## Provided passage
────────────────

Dad and I are still keeping the doctors busy. On Monday I had the carcinoma cut out of my arm, and it didn’t take long. I let Dad watch–he said the tumor was about the size of a nickel. It had grown from practically nothing in about three weeks, so I’m glad it’s gone. It’s healing up nicely, and hasn’t hurt much at all, since the first day.
Dad has been having some pain in his hips when he walks, and I suggested he call an orthopedic doctor, but he said what he really needed was a podiatrist, because an ingrown toenail was causing him even more pain. He had to call our referral hot line to find somebody, because Dr. Rhodes, who worked on most of you, had to retire early. He developed glaucoma and lost most of his eyesight. So the new podiatrist, a young woman, worked on Dad’s toe Friday morning, and did the same surgery all of you had. She just cut out the side of the toenail. I remember being in excruciating pain after I had that done, but Dad hasn’t even needed ibuprofin. He’s up and around and doing just fine.
I cancelled my appointment with my hand doctor because I wasn’t really sure my finger was locking up. It is, of course, but I just couldn’t stand any more doctor visits right now.

────────────────

## Information supplied

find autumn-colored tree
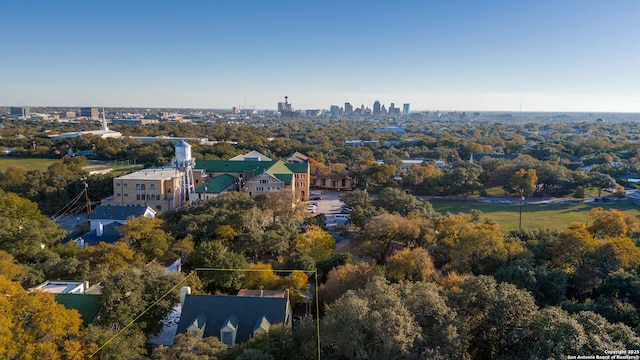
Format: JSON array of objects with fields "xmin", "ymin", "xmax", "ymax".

────────────────

## The task
Set down the text about the doctor visits word for word, between "Dad has been" and "doing just fine.", inclusive.

## Exercise result
Dad has been having some pain in his hips when he walks, and I suggested he call an orthopedic doctor, but he said what he really needed was a podiatrist, because an ingrown toenail was causing him even more pain. He had to call our referral hot line to find somebody, because Dr. Rhodes, who worked on most of you, had to retire early. He developed glaucoma and lost most of his eyesight. So the new podiatrist, a young woman, worked on Dad’s toe Friday morning, and did the same surgery all of you had. She just cut out the side of the toenail. I remember being in excruciating pain after I had that done, but Dad hasn’t even needed ibuprofin. He’s up and around and doing just fine.